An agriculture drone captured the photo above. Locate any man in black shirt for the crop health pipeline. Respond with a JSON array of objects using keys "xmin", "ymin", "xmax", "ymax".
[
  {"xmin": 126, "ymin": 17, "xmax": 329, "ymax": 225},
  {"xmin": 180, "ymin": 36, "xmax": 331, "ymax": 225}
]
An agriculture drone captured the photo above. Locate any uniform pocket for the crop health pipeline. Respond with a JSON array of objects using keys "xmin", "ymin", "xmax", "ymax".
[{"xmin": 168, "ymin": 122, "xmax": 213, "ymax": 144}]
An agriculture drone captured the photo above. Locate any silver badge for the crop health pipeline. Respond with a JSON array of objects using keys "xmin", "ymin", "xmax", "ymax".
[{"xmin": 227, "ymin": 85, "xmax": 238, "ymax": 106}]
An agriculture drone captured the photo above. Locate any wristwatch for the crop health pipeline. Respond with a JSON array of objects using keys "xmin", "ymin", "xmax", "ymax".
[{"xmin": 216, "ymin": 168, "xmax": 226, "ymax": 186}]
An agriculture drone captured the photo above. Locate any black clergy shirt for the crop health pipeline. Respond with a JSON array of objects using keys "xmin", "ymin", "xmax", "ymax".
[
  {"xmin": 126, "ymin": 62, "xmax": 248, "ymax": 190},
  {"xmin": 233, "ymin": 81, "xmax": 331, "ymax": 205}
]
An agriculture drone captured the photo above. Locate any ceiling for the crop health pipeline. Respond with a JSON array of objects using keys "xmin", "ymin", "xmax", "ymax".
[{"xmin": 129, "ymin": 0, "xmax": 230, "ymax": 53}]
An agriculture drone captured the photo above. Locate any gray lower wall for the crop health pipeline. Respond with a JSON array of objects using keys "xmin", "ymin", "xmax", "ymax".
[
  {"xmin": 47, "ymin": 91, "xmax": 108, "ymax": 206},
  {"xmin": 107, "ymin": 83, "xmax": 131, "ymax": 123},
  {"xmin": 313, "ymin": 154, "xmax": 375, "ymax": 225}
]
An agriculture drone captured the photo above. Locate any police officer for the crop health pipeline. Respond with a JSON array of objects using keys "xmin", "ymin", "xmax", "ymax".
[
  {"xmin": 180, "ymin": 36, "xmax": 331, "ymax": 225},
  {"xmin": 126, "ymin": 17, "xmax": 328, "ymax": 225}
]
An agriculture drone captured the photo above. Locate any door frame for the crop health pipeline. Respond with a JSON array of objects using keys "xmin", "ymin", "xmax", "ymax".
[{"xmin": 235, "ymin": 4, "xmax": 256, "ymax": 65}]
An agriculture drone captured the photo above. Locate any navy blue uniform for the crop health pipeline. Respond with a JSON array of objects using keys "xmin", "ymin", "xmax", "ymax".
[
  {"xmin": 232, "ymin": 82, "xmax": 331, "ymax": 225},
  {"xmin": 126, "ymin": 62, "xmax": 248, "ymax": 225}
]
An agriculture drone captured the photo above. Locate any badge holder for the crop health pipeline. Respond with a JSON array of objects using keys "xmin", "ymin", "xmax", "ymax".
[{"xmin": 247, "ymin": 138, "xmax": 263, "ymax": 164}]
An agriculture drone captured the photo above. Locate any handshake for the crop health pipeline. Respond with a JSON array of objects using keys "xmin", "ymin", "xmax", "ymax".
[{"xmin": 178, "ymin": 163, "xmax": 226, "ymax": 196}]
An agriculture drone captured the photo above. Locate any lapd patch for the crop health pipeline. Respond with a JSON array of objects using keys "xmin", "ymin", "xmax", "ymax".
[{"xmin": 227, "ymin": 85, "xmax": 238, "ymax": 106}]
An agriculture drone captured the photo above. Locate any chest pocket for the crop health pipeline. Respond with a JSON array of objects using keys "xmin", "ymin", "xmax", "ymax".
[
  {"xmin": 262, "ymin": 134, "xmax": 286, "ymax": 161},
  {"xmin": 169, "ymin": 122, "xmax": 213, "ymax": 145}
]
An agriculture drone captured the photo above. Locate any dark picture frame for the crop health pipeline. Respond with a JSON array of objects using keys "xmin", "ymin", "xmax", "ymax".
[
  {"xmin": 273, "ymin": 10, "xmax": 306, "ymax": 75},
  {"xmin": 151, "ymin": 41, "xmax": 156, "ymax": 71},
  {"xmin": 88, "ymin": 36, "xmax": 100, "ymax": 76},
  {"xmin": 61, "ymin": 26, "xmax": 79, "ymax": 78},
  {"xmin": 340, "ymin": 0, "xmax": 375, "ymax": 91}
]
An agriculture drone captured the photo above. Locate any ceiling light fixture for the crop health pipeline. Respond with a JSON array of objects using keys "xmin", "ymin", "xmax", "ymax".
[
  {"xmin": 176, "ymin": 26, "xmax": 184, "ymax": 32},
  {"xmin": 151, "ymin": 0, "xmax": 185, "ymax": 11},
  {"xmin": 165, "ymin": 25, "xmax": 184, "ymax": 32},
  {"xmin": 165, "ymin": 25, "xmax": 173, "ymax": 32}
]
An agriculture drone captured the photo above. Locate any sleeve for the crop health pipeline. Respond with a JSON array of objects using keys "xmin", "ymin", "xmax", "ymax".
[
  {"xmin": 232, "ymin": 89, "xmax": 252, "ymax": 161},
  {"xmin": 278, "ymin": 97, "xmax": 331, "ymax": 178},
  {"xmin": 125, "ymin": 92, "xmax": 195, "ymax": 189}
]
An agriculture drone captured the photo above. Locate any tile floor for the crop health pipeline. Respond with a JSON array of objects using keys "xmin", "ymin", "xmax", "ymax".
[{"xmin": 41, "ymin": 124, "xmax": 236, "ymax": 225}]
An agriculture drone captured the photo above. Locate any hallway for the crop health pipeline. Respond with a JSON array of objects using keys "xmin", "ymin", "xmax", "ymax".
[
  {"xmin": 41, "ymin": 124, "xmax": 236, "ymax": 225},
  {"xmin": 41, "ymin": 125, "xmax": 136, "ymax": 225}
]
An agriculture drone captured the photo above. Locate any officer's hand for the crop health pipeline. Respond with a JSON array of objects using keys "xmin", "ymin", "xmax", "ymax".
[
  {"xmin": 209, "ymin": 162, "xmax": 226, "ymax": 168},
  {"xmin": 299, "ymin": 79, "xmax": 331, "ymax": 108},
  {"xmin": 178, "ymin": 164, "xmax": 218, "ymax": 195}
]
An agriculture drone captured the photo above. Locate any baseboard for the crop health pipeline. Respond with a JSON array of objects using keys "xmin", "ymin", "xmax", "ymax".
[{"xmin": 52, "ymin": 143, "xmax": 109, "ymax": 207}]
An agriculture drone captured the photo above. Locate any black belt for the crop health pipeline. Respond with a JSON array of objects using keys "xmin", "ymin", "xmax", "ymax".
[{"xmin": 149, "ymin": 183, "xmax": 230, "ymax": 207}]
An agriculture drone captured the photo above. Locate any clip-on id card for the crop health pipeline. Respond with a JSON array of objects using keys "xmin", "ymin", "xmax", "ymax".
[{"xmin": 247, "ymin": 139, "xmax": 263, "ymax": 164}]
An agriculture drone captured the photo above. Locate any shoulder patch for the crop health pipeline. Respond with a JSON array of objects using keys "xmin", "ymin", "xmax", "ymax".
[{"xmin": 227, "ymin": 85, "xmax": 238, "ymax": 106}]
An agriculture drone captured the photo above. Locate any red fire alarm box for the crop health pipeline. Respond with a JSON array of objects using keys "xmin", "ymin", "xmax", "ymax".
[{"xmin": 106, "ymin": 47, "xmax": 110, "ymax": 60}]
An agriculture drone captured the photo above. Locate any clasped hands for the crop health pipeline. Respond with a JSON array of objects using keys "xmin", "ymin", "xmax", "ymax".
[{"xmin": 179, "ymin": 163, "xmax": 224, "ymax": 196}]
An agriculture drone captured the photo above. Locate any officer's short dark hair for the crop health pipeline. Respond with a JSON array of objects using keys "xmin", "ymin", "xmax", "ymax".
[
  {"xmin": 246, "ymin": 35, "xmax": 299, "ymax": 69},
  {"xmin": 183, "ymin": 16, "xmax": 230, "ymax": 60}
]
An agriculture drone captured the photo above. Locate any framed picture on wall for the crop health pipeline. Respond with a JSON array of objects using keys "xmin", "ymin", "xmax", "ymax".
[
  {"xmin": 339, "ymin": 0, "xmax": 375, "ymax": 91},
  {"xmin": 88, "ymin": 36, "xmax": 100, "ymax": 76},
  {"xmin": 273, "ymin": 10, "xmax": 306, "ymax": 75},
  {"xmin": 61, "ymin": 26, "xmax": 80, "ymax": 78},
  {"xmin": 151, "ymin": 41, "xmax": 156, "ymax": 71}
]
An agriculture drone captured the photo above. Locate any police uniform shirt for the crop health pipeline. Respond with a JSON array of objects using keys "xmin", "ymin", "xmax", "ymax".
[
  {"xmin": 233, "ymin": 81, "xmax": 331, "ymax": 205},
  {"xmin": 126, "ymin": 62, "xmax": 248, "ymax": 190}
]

> [YOUR ASSIGNMENT]
Word for word, repeat the lines that begin at the one with "An agriculture drone captured the photo above. Locate any red" and continue to the end of the listing above.

> [TASK RESPONSE]
An agriculture drone captured the photo above. Locate any red fire alarm box for the crop health pipeline. Respond with a JSON array of objects using keys "xmin", "ymin", "xmax", "ymax".
[{"xmin": 106, "ymin": 47, "xmax": 110, "ymax": 60}]
An agriculture drone captured the photo above. Locate any clasped hands for the crop health pipeline. Respond with a JSON array of objects using keys "xmin", "ymin", "xmax", "ymax".
[{"xmin": 179, "ymin": 163, "xmax": 224, "ymax": 196}]
An agriculture drone captured the photo above. Locate any officer's short dark hair for the crop health pipeline. Respond with a JSON array of objects using keys "xmin", "ymin", "xmax", "ymax".
[
  {"xmin": 246, "ymin": 35, "xmax": 299, "ymax": 69},
  {"xmin": 183, "ymin": 16, "xmax": 230, "ymax": 60}
]
An agriculture drone captured the photo above. Locate any framed picture on wall for the crop health pipeline. Respond with a JSON array of objects using keys "xmin", "ymin", "xmax", "ymax".
[
  {"xmin": 339, "ymin": 0, "xmax": 375, "ymax": 91},
  {"xmin": 88, "ymin": 36, "xmax": 100, "ymax": 76},
  {"xmin": 273, "ymin": 10, "xmax": 306, "ymax": 75},
  {"xmin": 61, "ymin": 26, "xmax": 80, "ymax": 78},
  {"xmin": 151, "ymin": 41, "xmax": 156, "ymax": 71}
]
An agriculture drone captured the photo above. Locate any police uniform shirt for the crop health pipeline. Respond with a JSON array of objects using keys "xmin", "ymin", "xmax", "ymax".
[
  {"xmin": 233, "ymin": 81, "xmax": 331, "ymax": 205},
  {"xmin": 126, "ymin": 62, "xmax": 248, "ymax": 190}
]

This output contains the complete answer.